**Job**
Please shift every bounding box coordinate by -17 and write out again each line from the one holding "mark green moss | bbox" through the end of the lines, inclusive, requests included.

━━ Data for processing

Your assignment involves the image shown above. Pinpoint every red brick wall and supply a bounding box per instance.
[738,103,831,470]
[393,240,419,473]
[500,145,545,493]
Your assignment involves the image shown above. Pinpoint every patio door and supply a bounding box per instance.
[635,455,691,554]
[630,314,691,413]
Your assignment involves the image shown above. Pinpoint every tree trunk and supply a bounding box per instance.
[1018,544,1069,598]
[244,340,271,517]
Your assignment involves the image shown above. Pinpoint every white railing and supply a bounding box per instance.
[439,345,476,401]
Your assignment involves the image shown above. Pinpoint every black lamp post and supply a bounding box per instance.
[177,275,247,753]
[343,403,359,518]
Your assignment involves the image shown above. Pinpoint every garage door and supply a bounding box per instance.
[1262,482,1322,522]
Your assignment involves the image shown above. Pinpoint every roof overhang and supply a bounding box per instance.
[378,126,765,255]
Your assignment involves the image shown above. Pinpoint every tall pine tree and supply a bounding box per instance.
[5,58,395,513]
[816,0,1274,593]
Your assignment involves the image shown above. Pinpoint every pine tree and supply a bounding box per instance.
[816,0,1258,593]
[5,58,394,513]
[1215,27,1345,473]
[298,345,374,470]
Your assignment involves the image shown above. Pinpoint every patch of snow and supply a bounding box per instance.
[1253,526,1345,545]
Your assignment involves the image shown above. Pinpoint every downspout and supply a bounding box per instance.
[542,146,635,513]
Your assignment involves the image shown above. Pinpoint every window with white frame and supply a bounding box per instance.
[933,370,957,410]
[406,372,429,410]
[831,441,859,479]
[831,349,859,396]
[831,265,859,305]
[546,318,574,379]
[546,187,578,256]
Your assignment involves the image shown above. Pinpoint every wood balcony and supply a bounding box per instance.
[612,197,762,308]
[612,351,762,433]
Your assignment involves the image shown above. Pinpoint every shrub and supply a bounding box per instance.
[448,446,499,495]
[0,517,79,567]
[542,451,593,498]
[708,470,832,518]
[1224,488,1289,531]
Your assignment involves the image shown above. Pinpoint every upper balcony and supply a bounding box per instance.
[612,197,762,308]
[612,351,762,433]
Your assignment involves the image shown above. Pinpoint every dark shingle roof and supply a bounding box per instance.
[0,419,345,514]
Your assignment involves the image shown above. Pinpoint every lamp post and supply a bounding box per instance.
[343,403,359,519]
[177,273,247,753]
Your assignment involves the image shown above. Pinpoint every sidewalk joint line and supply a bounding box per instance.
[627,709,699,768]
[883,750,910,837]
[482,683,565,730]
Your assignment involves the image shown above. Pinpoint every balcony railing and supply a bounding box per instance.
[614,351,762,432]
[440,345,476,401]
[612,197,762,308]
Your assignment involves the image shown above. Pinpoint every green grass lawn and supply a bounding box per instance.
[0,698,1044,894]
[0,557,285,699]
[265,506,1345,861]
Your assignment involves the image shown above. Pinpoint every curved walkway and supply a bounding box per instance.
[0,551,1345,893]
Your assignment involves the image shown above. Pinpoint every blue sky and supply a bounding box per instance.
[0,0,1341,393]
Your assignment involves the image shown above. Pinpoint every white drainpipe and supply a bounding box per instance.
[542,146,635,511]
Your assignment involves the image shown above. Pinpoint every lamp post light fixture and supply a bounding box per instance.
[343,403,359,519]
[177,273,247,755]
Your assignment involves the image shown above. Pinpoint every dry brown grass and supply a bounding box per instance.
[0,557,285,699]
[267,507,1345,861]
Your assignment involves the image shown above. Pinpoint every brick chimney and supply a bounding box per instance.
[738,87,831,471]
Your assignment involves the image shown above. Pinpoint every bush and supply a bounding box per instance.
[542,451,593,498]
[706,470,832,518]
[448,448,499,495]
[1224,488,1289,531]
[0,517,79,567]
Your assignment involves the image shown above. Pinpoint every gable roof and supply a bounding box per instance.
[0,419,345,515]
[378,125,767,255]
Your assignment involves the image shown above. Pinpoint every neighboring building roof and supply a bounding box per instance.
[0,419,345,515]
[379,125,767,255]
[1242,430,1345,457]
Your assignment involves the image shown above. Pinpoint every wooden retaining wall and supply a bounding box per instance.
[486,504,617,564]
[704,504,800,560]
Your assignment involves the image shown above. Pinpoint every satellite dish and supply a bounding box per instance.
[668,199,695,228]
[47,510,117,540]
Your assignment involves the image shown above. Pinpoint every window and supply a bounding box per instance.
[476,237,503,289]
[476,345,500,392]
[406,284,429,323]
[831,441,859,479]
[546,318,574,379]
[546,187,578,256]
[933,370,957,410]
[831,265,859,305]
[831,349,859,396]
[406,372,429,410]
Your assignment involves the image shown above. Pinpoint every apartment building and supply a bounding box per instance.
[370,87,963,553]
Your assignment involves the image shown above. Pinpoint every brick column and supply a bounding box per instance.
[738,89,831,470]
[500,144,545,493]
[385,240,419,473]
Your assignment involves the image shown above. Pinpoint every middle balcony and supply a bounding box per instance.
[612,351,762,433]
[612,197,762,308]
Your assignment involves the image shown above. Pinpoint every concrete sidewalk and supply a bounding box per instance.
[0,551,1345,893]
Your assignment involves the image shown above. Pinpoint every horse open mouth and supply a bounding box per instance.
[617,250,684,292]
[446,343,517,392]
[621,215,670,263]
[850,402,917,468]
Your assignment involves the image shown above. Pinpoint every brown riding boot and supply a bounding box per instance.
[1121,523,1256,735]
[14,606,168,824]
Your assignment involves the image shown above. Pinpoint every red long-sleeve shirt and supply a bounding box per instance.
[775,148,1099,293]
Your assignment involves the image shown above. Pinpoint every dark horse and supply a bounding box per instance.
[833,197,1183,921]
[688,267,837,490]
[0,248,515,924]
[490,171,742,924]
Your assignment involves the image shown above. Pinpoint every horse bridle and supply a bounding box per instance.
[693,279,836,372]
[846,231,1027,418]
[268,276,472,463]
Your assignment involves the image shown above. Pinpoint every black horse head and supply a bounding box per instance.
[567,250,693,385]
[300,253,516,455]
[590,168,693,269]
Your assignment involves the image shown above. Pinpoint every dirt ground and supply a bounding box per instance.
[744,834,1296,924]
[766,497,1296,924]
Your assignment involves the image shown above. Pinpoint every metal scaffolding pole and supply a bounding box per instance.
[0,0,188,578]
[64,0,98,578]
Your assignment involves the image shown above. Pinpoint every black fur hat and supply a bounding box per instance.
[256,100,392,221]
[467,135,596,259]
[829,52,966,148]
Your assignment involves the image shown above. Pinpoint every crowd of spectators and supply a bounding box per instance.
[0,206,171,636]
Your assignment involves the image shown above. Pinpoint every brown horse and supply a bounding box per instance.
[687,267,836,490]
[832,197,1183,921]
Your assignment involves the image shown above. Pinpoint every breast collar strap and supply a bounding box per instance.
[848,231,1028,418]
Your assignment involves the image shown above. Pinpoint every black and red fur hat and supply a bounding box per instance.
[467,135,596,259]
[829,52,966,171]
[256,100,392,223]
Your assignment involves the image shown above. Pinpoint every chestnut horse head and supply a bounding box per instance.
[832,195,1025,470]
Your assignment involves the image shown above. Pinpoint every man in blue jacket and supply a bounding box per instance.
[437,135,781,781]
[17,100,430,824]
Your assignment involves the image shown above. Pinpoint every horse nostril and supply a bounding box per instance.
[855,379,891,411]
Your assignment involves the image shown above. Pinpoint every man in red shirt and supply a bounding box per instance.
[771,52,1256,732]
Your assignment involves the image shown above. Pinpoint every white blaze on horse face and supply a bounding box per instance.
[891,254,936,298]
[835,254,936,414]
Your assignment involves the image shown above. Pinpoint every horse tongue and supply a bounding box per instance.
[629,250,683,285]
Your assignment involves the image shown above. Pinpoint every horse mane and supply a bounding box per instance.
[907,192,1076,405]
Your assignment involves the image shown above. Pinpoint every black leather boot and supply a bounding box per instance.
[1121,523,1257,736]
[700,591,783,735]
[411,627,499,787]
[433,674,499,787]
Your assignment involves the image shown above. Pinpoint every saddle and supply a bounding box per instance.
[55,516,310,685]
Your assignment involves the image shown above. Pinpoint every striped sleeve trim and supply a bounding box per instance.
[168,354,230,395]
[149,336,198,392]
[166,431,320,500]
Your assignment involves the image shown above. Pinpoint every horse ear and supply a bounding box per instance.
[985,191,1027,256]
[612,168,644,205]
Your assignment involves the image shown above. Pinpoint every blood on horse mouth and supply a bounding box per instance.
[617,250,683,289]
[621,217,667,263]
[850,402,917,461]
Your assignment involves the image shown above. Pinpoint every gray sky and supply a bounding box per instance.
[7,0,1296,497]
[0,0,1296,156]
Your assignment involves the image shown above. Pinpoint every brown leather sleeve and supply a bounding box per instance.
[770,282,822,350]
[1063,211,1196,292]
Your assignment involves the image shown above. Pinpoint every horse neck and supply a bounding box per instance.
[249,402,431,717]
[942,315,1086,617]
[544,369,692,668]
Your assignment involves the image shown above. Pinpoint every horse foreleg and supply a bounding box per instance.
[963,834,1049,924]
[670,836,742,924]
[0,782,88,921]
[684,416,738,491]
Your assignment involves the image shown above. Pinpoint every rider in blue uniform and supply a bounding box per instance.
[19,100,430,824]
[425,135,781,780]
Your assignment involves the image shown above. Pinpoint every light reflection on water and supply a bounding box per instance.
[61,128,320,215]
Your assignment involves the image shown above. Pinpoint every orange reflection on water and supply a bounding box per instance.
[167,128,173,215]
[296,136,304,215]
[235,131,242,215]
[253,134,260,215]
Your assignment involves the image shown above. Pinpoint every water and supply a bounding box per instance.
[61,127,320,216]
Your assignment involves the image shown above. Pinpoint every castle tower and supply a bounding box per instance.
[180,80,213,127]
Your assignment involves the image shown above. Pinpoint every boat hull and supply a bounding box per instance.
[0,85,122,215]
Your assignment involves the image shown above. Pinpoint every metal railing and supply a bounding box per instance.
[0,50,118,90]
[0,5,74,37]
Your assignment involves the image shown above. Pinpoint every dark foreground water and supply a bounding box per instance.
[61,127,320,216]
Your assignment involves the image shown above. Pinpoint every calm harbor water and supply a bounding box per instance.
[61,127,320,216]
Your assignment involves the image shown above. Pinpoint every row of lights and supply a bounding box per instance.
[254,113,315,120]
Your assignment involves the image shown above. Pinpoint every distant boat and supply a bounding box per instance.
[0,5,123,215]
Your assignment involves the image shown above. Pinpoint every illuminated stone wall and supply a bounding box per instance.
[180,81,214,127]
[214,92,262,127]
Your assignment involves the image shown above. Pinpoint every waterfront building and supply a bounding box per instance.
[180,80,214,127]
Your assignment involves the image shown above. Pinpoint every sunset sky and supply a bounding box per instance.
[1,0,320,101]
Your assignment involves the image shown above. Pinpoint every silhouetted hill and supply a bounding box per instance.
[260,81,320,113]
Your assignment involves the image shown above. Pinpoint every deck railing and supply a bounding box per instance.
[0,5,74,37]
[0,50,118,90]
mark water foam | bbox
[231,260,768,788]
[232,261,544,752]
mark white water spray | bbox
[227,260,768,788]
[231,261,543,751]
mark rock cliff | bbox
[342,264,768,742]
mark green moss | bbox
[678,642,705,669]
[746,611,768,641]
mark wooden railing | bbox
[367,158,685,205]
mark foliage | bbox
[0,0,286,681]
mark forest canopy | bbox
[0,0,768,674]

━━━━

**Completed exercise**
mark green moss | bbox
[661,625,688,652]
[729,594,751,624]
mark wooden railing | bbox
[350,141,668,188]
mark foliage | bbox
[-17,-17,269,664]
mark forest canopy | bbox
[-17,-17,751,657]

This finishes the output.